-- start of Selection --
Kiger Stadium, formerly known as Gem Stadium, is a baseball stadium in the Altamont area of Klamath Falls, Oregon, United States.

Construction began in late 1947 at the Crest Street site of Kiger Stadium, with a goal of opening in Spring 1948 for the Class D Klamath Falls Gems, the Far West League farm team of the Philadelphia Phillies. The stadium was built by Klamath Baseball, Inc. and paid for by the sale of stock to local citizens. The opening, and the original Gems, were a huge success, as the team led the league in attendance in three of the four years they were in the League, and won the Far West League's final Championship before the league folded after the 1951 season.

Since those days, the venerable stadium has stood against weather and other obstacles to become one of only two remaining all-wood stadiums in North America. Historic Kiger Stadium has hosted thousands of amateur baseball games, from Little League through American Legion through a semi-pro incarnation of the Gems, through the years. In 1968 the ballpark hosted the Babe Ruth World Series, and in 1970 the American Legion Championships.
-- end of Selection --
__Goals__.
• a. Repeat the Kiger Stadium passage starting at "Since those days, the" and ending at "American Legion Championships.", switching "venerable" to "aging".
• b. Pick up the Kiger Stadium history after its final sentence and carry it forward.
-- start of Extracted entries --
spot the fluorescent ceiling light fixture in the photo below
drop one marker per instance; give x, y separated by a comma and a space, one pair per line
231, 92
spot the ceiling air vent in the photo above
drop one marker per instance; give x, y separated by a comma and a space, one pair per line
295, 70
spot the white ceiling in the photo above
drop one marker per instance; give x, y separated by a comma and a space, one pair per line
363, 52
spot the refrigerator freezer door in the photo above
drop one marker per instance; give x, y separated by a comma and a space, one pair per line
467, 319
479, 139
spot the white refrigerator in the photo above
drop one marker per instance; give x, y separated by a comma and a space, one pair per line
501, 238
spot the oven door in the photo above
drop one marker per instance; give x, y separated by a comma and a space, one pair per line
-- end of Extracted entries --
__Task responses__.
• a.
Since those days, the aging stadium has stood against weather and other obstacles to become one of only two remaining all-wood stadiums in North America. Historic Kiger Stadium has hosted thousands of amateur baseball games, from Little League through American Legion through a semi-pro incarnation of the Gems, through the years. In 1968 the ballpark hosted the Babe Ruth World Series, and in 1970 the American Legion Championships.

• b.
For a time in the 1950s, Kiger Stadium was even turned into an auto racing track. Through the years Kiger has seen it all, and in 2011 welcomed the new Klamath Falls Gems of the West Coast League. The Gems gave Klamath Basin families another reason to visit Kiger Stadium, and the success of the Gems and the WCL have brought many improvements to Kiger, without losing the charm of the original park.  (The current Gems now play in the Great West League.)

In 2014 the Klamath Falls Gems, have planned minor improvements to Kiger Stadium, such as making the restrooms ADA accessible, and painting the outfield wall, the stadium facades, and stadium bleachers.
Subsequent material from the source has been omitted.